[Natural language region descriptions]
---*---

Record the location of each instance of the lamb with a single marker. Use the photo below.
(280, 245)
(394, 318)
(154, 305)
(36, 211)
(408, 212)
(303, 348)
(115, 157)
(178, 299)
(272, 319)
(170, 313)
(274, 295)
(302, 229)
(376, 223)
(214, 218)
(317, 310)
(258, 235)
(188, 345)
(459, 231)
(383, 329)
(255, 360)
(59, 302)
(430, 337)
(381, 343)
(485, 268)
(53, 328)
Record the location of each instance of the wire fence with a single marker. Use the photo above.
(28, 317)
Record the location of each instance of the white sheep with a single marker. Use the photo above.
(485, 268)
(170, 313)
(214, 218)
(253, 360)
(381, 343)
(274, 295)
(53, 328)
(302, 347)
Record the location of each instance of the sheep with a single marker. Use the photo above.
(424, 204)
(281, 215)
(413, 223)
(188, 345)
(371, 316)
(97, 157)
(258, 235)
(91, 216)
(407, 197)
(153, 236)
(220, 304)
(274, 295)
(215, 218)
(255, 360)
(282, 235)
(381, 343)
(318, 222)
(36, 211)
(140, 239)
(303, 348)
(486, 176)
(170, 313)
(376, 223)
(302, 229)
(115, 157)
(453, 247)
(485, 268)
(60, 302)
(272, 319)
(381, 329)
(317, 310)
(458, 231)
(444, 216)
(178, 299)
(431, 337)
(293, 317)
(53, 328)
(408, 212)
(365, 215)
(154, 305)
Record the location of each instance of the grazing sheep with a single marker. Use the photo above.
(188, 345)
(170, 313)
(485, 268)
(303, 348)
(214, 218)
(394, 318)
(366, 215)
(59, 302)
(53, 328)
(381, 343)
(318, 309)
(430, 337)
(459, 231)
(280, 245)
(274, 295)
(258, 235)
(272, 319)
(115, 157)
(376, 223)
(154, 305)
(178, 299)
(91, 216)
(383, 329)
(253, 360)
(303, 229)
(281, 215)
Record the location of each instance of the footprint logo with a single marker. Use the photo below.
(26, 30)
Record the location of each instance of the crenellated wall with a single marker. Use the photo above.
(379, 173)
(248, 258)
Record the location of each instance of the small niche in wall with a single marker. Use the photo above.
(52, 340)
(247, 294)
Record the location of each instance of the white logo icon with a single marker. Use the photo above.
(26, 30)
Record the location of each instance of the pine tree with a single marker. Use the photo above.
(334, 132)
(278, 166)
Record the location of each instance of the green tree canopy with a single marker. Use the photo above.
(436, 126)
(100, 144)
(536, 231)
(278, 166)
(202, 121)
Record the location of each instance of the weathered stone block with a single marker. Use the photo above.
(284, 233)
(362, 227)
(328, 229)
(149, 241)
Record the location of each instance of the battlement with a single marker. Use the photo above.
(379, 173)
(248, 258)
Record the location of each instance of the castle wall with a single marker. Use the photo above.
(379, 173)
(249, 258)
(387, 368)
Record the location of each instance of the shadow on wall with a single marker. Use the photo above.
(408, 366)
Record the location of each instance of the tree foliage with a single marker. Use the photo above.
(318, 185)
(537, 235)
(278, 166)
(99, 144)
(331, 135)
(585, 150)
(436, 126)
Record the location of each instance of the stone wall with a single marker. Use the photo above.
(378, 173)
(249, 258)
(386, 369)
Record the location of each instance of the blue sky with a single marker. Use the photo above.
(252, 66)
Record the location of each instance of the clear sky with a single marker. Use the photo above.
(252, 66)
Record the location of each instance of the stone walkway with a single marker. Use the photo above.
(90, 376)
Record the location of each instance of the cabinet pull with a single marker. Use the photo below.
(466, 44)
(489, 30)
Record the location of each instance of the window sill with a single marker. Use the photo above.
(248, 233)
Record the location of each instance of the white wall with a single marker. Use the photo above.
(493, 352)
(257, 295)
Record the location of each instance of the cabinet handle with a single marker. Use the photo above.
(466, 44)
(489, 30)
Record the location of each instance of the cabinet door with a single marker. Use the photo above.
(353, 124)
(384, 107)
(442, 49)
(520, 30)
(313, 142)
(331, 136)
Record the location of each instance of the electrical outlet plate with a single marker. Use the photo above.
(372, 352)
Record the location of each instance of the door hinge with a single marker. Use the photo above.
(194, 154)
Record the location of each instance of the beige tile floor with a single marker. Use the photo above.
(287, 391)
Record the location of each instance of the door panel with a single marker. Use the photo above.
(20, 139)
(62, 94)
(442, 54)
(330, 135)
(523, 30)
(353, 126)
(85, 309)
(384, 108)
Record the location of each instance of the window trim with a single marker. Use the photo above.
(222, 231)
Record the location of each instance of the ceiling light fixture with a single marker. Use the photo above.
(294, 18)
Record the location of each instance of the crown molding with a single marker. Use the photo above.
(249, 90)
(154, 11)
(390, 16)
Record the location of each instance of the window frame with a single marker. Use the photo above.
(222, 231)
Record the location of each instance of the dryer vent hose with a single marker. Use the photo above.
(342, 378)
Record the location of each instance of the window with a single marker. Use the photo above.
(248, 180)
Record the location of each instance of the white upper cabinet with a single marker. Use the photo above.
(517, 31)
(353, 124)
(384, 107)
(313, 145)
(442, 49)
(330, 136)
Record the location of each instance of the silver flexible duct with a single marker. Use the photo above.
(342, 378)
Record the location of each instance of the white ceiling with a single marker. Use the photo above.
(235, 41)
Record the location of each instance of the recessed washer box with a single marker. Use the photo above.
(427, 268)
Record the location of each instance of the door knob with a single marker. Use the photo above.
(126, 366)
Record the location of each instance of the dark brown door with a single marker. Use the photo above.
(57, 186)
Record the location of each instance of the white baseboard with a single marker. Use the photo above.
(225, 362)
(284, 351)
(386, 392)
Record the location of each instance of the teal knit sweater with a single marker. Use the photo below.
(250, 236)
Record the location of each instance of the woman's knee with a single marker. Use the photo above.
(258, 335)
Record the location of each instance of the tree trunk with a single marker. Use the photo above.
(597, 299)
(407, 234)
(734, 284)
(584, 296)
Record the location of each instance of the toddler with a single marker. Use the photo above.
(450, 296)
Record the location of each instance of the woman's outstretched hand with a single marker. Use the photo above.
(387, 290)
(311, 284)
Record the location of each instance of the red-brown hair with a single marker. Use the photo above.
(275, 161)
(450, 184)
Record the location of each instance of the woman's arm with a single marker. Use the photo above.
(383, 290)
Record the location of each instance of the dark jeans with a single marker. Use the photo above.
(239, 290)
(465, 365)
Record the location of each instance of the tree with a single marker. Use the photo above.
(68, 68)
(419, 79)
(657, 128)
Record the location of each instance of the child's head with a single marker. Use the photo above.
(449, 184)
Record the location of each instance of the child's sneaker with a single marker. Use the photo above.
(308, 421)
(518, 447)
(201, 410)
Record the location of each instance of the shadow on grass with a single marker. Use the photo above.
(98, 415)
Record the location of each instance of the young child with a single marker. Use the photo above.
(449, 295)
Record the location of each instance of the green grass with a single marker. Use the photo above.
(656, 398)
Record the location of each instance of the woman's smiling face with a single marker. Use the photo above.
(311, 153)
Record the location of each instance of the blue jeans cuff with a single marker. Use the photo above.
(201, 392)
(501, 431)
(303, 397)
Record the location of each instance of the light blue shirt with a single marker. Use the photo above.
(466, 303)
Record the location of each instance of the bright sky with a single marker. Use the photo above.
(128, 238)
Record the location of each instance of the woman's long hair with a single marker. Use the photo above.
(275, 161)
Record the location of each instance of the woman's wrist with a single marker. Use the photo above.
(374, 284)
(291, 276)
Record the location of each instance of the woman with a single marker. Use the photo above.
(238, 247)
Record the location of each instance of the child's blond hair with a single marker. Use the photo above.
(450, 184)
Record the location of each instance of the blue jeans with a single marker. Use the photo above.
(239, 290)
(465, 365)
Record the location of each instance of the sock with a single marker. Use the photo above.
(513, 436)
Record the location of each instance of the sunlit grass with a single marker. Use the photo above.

---*---

» **Work to complete**
Each entry above is to be duplicated exactly, with nothing left out.

» **Answer to the problem**
Record the location of each instance of the lamb with a single marker. Use the photo below.
(280, 245)
(394, 318)
(154, 305)
(36, 211)
(408, 212)
(303, 348)
(115, 157)
(178, 299)
(272, 319)
(170, 313)
(274, 295)
(302, 229)
(376, 223)
(214, 218)
(317, 310)
(258, 235)
(188, 345)
(459, 231)
(383, 329)
(255, 360)
(59, 302)
(430, 337)
(381, 343)
(485, 268)
(53, 328)
Record the location of each instance of the wire fence with a single marker. Use the photo above.
(28, 317)
Record the location of each instance of the white sheep with a single marker. Use the photo above.
(485, 268)
(170, 313)
(214, 218)
(253, 360)
(381, 343)
(274, 295)
(53, 328)
(302, 347)
Record the location of each instance of the sheep with a single marker. Use the photo above.
(424, 204)
(281, 215)
(413, 223)
(188, 345)
(371, 316)
(97, 157)
(258, 235)
(91, 216)
(407, 197)
(153, 236)
(220, 304)
(274, 295)
(215, 218)
(255, 360)
(282, 235)
(381, 343)
(318, 222)
(36, 211)
(140, 239)
(303, 348)
(486, 176)
(170, 313)
(376, 223)
(302, 229)
(115, 157)
(453, 247)
(485, 268)
(60, 302)
(272, 319)
(381, 329)
(317, 310)
(458, 231)
(444, 216)
(178, 299)
(431, 337)
(293, 317)
(53, 328)
(408, 212)
(365, 215)
(154, 305)
Record the location of each instance of the grazing sheep with a single marker. Use the photo above.
(188, 345)
(170, 313)
(485, 268)
(303, 348)
(214, 218)
(394, 318)
(366, 215)
(59, 302)
(53, 328)
(381, 343)
(318, 309)
(430, 337)
(459, 231)
(280, 245)
(274, 295)
(258, 235)
(272, 319)
(115, 157)
(376, 223)
(154, 305)
(178, 299)
(91, 216)
(383, 329)
(253, 360)
(303, 229)
(281, 215)
Record the location of each instance of the footprint logo with a single marker. Use the photo below.
(26, 30)
Record the location of each instance of the crenellated wall with a single marker. Use the photo above.
(379, 173)
(248, 258)
Record the location of each instance of the small niche in wall with a single marker. Use the photo above.
(52, 340)
(247, 294)
Record the location of each instance of the white logo icon with a single marker. Use the photo above.
(26, 30)
Record the location of each instance of the pine tree with a single marker. Use the photo above.
(334, 132)
(278, 166)
Record the location of each instance of the green tree canopy with a single marker. Use the photo above.
(436, 126)
(100, 144)
(536, 231)
(278, 166)
(202, 121)
Record the location of each instance of the weathered stone block with a single marker. Use the photo above.
(284, 233)
(362, 227)
(328, 229)
(149, 241)
Record the location of each instance of the battlement with a single marker. Use the photo above.
(379, 173)
(248, 258)
Record the location of each instance of the castle wall with a single marker. Use the photo above.
(379, 173)
(249, 258)
(387, 368)
Record the location of each instance of the shadow on wall with a single marker. Use the photo above.
(408, 366)
Record the location of each instance of the tree foliage with a single marker. Use the photo above.
(318, 185)
(537, 235)
(278, 166)
(99, 144)
(331, 135)
(585, 150)
(436, 126)
Record the location of each instance of the stone wall with a single marker. Use the photo above.
(378, 173)
(249, 258)
(386, 369)
Record the location of each instance of the blue sky with a single marker. Use the photo above.
(252, 66)
Record the location of each instance of the clear sky with a single marker. Use the photo above.
(252, 66)
Record the location of each instance of the stone walkway with a single marker. Use the photo above.
(90, 376)
Record the location of each instance of the cabinet pull with a single marker. Use the photo below.
(466, 44)
(489, 30)
Record the location of each instance of the window sill with a single marker. Use the photo above.
(248, 233)
Record the location of each instance of the white wall with a single marker. Use the photo above.
(493, 352)
(257, 295)
Record the location of each instance of the cabinet handle with a single marker. Use the photo above.
(466, 44)
(489, 30)
Record the location of each instance of the cabinet door with a single marker. Use the photo above.
(353, 124)
(384, 107)
(442, 49)
(520, 30)
(313, 142)
(331, 136)
Record the location of each instance of the electrical outlet plate with a single marker. Use the photo above.
(372, 352)
Record the location of each instance of the door hinge with a single marker. Use the photo above.
(194, 154)
Record the location of each instance of the beige tile floor with a single marker. Use the photo above.
(287, 391)
Record the location of each instance of the door panel with a single marker. Use the photo above.
(20, 139)
(62, 94)
(442, 54)
(330, 135)
(523, 30)
(353, 126)
(85, 309)
(384, 108)
Record the location of each instance of the window trim with a single marker. Use the photo above.
(222, 231)
Record the location of each instance of the ceiling light fixture with a single marker. Use the photo above.
(294, 18)
Record the location of each instance of the crown molding with a single marker. Use the photo above.
(249, 90)
(154, 11)
(390, 16)
Record the location of each instance of the window frame with a single marker. Use the photo above.
(222, 231)
Record the location of each instance of the dryer vent hose with a single marker. Use the photo above.
(342, 378)
Record the location of each instance of the window with a single marker. Use the photo above.
(248, 180)
Record the location of each instance of the white upper cabinet with a single marker. Use the photo above.
(517, 31)
(353, 124)
(384, 107)
(313, 145)
(442, 49)
(330, 136)
Record the location of each instance of the silver flexible duct with a single marker. Use the photo above.
(342, 378)
Record the location of each instance of the white ceiling with a single marker. Use the photo above.
(235, 41)
Record the location of each instance of the recessed washer box with a single marker. Use the photo above.
(427, 268)
Record the location of each instance of the door knob with a single marker. Use the photo above.
(126, 366)
Record the location of each instance of the dark brown door with a single marker. Use the photo above.
(57, 186)
Record the location of each instance of the white baseboard with a single marker. Use the photo above.
(225, 362)
(284, 351)
(386, 392)
Record the location of each instance of the teal knit sweater with a single marker. Use the photo below.
(250, 236)
Record the location of each instance of the woman's knee with a single marker. Use the photo above.
(258, 335)
Record the location of each instance of the tree trunk with a single marker. Use the photo above.
(597, 299)
(407, 234)
(734, 284)
(584, 296)
Record the location of each instance of the toddler with a single marker. Use the photo above.
(450, 296)
Record the location of each instance of the woman's outstretched hand with a single marker. Use the photo above.
(387, 290)
(311, 284)
Record the location of each instance of the red-brown hair with a single marker. Use the photo above.
(275, 161)
(450, 184)
Record the location of each instance of the woman's arm with a single marker. Use the photo above.
(383, 290)
Record the location of each instance of the dark jeans with a single marker. Use the photo above.
(239, 290)
(465, 365)
Record the location of each instance of the tree with a single marker. Use the photo above.
(68, 68)
(419, 79)
(657, 128)
Record the location of each instance of the child's head with a single marker. Use the photo above.
(449, 184)
Record the location of each instance of the child's sneaker with a single marker. Use the photo above.
(308, 421)
(518, 447)
(201, 410)
Record the location of each instance of the shadow on grass with a single marker. Use the photo above.
(98, 415)
Record the location of each instance of the young child with a single marker. Use the photo above.
(449, 295)
Record the location of each instance of the green grass with a single marker. Use the photo above.
(656, 398)
Record the location of each instance of the woman's smiling face with a single marker. Use the photo above.
(311, 153)
Record the location of each instance of the blue jeans cuff with a single marker. Use the photo above.
(201, 392)
(501, 431)
(303, 397)
Record the location of each instance of the light blue shirt with a single marker. Use the photo above.
(466, 303)
Record the location of each instance of the bright sky with a single marker. Use the photo above.
(128, 238)
Record the location of each instance of the woman's long hair with a single marker. Use the photo above.
(275, 161)
Record the location of each instance of the woman's wrist with a single marker. Use the photo above.
(374, 284)
(291, 276)
Record the location of each instance of the woman with a single marker. Use the photo above.
(238, 247)
Record the location of each instance of the child's blond hair with a single marker. Use the photo above.
(450, 184)
Record the location of each instance of the blue jeans with a single marker. Use the photo above.
(239, 290)
(465, 365)
Record the location of each instance of the sock with a single marker. Use the photo above.
(513, 436)
Record the location of each instance of the sunlit grass with a single marker. Use the photo above.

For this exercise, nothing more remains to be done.